Information supplied >>
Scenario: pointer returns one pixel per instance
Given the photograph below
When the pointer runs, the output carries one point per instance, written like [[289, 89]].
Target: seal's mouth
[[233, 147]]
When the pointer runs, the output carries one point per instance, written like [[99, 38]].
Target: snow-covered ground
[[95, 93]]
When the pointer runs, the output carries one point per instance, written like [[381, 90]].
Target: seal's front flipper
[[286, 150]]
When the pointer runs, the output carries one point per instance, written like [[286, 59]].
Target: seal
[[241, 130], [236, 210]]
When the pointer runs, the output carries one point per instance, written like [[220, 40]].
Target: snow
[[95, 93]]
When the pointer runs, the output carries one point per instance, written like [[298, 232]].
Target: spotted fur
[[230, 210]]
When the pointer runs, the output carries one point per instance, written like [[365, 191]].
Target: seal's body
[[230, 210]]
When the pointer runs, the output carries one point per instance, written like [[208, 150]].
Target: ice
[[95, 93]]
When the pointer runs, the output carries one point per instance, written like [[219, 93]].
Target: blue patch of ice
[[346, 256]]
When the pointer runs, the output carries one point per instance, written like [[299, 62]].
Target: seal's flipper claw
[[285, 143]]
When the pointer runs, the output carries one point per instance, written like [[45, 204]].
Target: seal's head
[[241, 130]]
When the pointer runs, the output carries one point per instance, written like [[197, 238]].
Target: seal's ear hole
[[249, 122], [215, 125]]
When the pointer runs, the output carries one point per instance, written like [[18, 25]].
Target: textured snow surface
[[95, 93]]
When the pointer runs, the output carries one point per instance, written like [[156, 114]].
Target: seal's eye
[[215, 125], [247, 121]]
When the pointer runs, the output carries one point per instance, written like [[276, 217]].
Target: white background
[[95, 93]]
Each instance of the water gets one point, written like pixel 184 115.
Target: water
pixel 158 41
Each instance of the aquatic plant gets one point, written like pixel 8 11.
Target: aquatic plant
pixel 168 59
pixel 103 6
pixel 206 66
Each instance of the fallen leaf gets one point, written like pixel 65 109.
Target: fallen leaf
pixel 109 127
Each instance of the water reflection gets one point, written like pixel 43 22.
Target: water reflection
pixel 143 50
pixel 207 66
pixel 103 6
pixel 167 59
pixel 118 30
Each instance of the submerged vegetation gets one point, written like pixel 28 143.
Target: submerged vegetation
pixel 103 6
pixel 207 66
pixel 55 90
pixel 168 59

Work request >>
Reproduce the material exactly, and keep every line as it is.

Solution for this task >>
Scenario: pointer returns one pixel per instance
Given the photograph below
When the pointer runs, the output carries one point per instance, written like [[289, 89]].
Target: seal's mouth
[[233, 147]]
When the pointer runs, the output carries one point per instance, written like [[99, 38]].
Target: snow-covered ground
[[95, 93]]
When the pointer runs, the output carries one point per instance, written like [[381, 90]].
Target: seal's front flipper
[[286, 150]]
When the pointer runs, the output carries one point per instance, written like [[286, 59]].
Target: seal
[[241, 130], [236, 210]]
When the pointer runs, the output carries one point per instance, written like [[220, 40]].
Target: snow
[[95, 93]]
When the pointer runs, the output carries one point per instance, written like [[298, 232]].
Target: spotted fur
[[230, 210]]
When the pointer runs, the output carries one point per instance, written like [[365, 191]].
Target: seal's body
[[230, 210]]
When the pointer runs, the output carries one point per instance, written like [[208, 150]].
Target: ice
[[95, 93]]
When the pointer runs, the output carries one point per instance, written like [[219, 93]].
Target: blue patch of ice
[[346, 256]]
When the pointer runs, the output carries one point per instance, written like [[299, 62]].
Target: seal's flipper claw
[[285, 143]]
When the pointer runs, the output carries one point per instance, written like [[45, 204]].
Target: seal's head
[[241, 130]]
When the pointer runs, the output carries one point per instance, written like [[197, 238]].
Target: seal's ear hole
[[249, 122], [215, 125]]
When the pointer runs, the output carries one point per instance, written like [[18, 25]].
Target: textured snow surface
[[95, 93]]
When the pointer runs, the output carries one point per instance, written like [[156, 114]].
Target: seal's eye
[[215, 125], [247, 121]]
When the pointer runs, the output carries one point per instance, written like [[276, 217]].
Target: white background
[[95, 93]]
Each instance of the water gets one point, written like pixel 184 115.
Target: water
pixel 158 41
Each instance of the aquatic plant gets one point, written like pixel 8 11.
Target: aquatic plant
pixel 168 59
pixel 103 6
pixel 206 66
Each instance of the fallen leaf gets one point, written like pixel 65 109.
Target: fallen leaf
pixel 109 127
Each instance of the water reflection gets one point, written like pixel 43 22.
Target: water reflection
pixel 143 50
pixel 207 66
pixel 103 6
pixel 167 59
pixel 118 30
Each instance of the submerged vegetation gets one point, written like pixel 28 143.
Target: submerged vegetation
pixel 103 6
pixel 207 66
pixel 55 90
pixel 168 59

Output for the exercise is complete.